Given task: Please put every line of the records below into a JSON list of strings, one string per line, skipping any blank lines. Leave the pictures out of your answer.

Entries from a point annotation set

--- start ---

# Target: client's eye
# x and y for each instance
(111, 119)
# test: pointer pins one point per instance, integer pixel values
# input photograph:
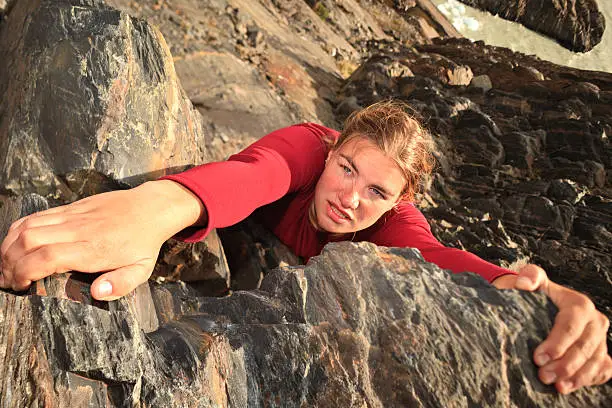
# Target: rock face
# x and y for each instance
(524, 173)
(524, 167)
(86, 87)
(359, 325)
(578, 25)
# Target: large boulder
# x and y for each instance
(358, 326)
(87, 87)
(525, 166)
(577, 25)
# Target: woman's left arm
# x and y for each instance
(575, 353)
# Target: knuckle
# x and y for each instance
(571, 329)
(28, 239)
(47, 254)
(15, 224)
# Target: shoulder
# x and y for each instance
(404, 225)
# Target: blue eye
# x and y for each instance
(377, 192)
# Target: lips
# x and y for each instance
(337, 214)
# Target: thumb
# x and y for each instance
(121, 281)
(531, 277)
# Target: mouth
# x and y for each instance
(337, 214)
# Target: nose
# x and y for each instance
(350, 198)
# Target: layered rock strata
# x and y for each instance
(523, 173)
(359, 325)
(523, 151)
(578, 25)
(87, 87)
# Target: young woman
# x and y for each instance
(310, 185)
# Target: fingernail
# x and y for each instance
(566, 385)
(548, 377)
(105, 288)
(523, 281)
(542, 359)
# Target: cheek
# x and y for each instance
(328, 182)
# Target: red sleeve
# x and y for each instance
(280, 162)
(409, 228)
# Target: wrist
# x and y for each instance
(505, 281)
(177, 207)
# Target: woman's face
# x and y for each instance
(359, 184)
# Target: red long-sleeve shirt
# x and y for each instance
(277, 176)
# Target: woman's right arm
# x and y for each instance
(121, 232)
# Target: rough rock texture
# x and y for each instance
(524, 172)
(524, 168)
(88, 87)
(576, 24)
(358, 326)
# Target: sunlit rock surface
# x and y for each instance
(359, 325)
(524, 172)
(85, 86)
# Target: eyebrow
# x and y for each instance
(352, 163)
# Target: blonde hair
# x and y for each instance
(392, 126)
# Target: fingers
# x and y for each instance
(586, 349)
(33, 221)
(28, 241)
(50, 259)
(115, 284)
(569, 326)
(531, 277)
(597, 370)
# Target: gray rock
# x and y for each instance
(359, 325)
(577, 25)
(96, 92)
(481, 82)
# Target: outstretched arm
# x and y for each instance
(575, 353)
(120, 232)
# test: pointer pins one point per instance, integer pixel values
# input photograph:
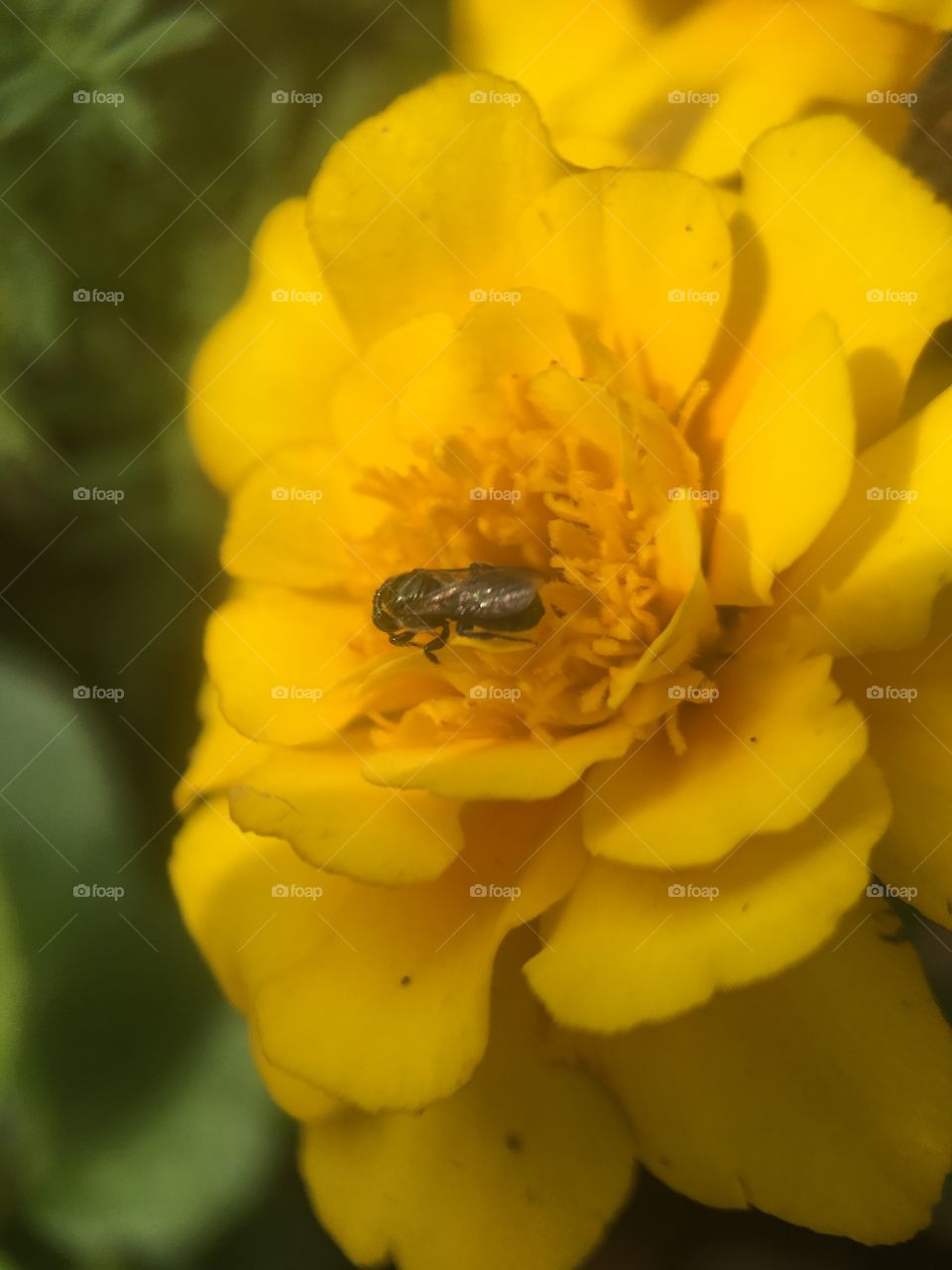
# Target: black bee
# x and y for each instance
(484, 601)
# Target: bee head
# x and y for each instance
(384, 616)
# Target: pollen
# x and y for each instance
(590, 489)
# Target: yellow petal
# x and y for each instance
(821, 200)
(787, 463)
(386, 1003)
(402, 212)
(760, 758)
(500, 769)
(645, 255)
(277, 658)
(692, 85)
(823, 1096)
(235, 893)
(524, 1167)
(871, 578)
(907, 699)
(220, 757)
(638, 945)
(937, 13)
(296, 1097)
(318, 802)
(263, 376)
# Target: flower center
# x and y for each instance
(587, 488)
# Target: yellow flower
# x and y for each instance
(506, 924)
(633, 81)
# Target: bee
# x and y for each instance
(483, 601)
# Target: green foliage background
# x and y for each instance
(134, 1133)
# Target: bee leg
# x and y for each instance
(471, 633)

--- end ---

Exercise output:
[
  "# Target: client's eye",
  "# x and y for each instance",
  "(111, 119)",
  "# test: pointer pins one point per instance, integer pixel values",
  "# input photograph:",
  "# Target: rock face",
  "# x and y for each instance",
  "(524, 173)",
  "(524, 167)",
  "(86, 87)",
  "(359, 325)",
  "(578, 25)",
  "# Target: large boulder",
  "# x and y for each instance",
  "(358, 326)",
  "(87, 87)",
  "(525, 166)",
  "(577, 25)",
  "# Target: woman's left arm",
  "# x and y for each instance",
  "(575, 353)",
  "# Target: knuckle",
  "# x and y for each instance",
  "(571, 329)",
  "(28, 239)",
  "(47, 254)",
  "(15, 224)",
  "# Target: shoulder",
  "# x and y for each instance",
  "(404, 225)",
  "# Target: blue eye",
  "# x and y for each instance",
  "(377, 192)",
  "# Target: lips",
  "# x and y for each instance",
  "(337, 214)",
  "# Target: thumb",
  "# x and y for each instance",
  "(121, 281)",
  "(531, 277)",
  "# Target: mouth",
  "# x and y for each instance",
  "(337, 214)",
  "# Target: nose",
  "# x and y for each instance",
  "(350, 198)",
  "# Target: layered rock strata",
  "# x and y for each instance",
  "(523, 173)",
  "(359, 325)",
  "(523, 151)",
  "(578, 25)",
  "(87, 87)",
  "# Target: young woman",
  "# x and y for each instance",
  "(310, 185)",
  "# Target: fingernail",
  "# x and y for each instance",
  "(566, 385)",
  "(548, 377)",
  "(105, 288)",
  "(523, 281)",
  "(542, 359)",
  "# Target: cheek",
  "# x and y for each instance",
  "(328, 182)",
  "# Target: red sleeve",
  "# x and y for each instance",
  "(280, 162)",
  "(409, 228)",
  "# Target: wrist",
  "# x and y for each instance",
  "(505, 281)",
  "(177, 207)",
  "# Target: woman's face",
  "# x and y for each instance",
  "(359, 184)",
  "# Target: red long-sleeve shirt",
  "# x and y for each instance",
  "(277, 176)",
  "# Target: woman's right arm",
  "# x and y for each instance",
  "(121, 232)",
  "# Target: rough rock texture",
  "# x and y for each instance",
  "(524, 172)",
  "(524, 168)",
  "(88, 87)",
  "(576, 24)",
  "(358, 326)",
  "# Target: sunlit rock surface",
  "# x and y for each instance",
  "(359, 325)",
  "(524, 172)",
  "(85, 86)",
  "# Target: eyebrow",
  "# x and y for each instance",
  "(352, 163)",
  "# Target: blonde hair",
  "# x and y for each instance",
  "(392, 126)",
  "# Target: fingers",
  "# x and y for each instance",
  "(586, 349)",
  "(33, 221)",
  "(28, 241)",
  "(50, 259)",
  "(115, 284)",
  "(569, 326)",
  "(531, 277)",
  "(597, 370)",
  "# Target: gray rock",
  "# x and y for each instance",
  "(359, 325)",
  "(577, 25)",
  "(96, 92)",
  "(481, 82)",
  "# Target: outstretched arm",
  "# x and y for each instance",
  "(575, 353)",
  "(120, 232)",
  "# test: pointer pins one point per instance, integer pixel values",
  "# input photograph:",
  "# Target: black bee",
  "# x and y for each instance",
  "(484, 601)",
  "# Target: bee head",
  "# x and y for each instance",
  "(384, 616)",
  "# Target: pollen",
  "# x and y for each instance",
  "(590, 489)",
  "# Target: yellow petal",
  "# x and y for each instance",
  "(821, 200)",
  "(787, 463)",
  "(386, 1003)",
  "(402, 212)",
  "(760, 758)",
  "(500, 769)",
  "(645, 255)",
  "(277, 658)",
  "(692, 85)",
  "(823, 1096)",
  "(235, 893)",
  "(524, 1167)",
  "(871, 578)",
  "(907, 699)",
  "(220, 757)",
  "(638, 945)",
  "(937, 13)",
  "(296, 1097)",
  "(318, 802)",
  "(263, 376)",
  "# Target: flower center",
  "# x and y for each instance",
  "(587, 488)",
  "# Target: yellow flower",
  "# x and y for each instance",
  "(506, 924)",
  "(633, 81)",
  "# Target: bee",
  "# x and y for each instance",
  "(483, 601)",
  "# Target: green foliage background",
  "# x and y for each instance",
  "(134, 1133)",
  "# Target: bee leg",
  "# x and y for each instance",
  "(471, 633)"
]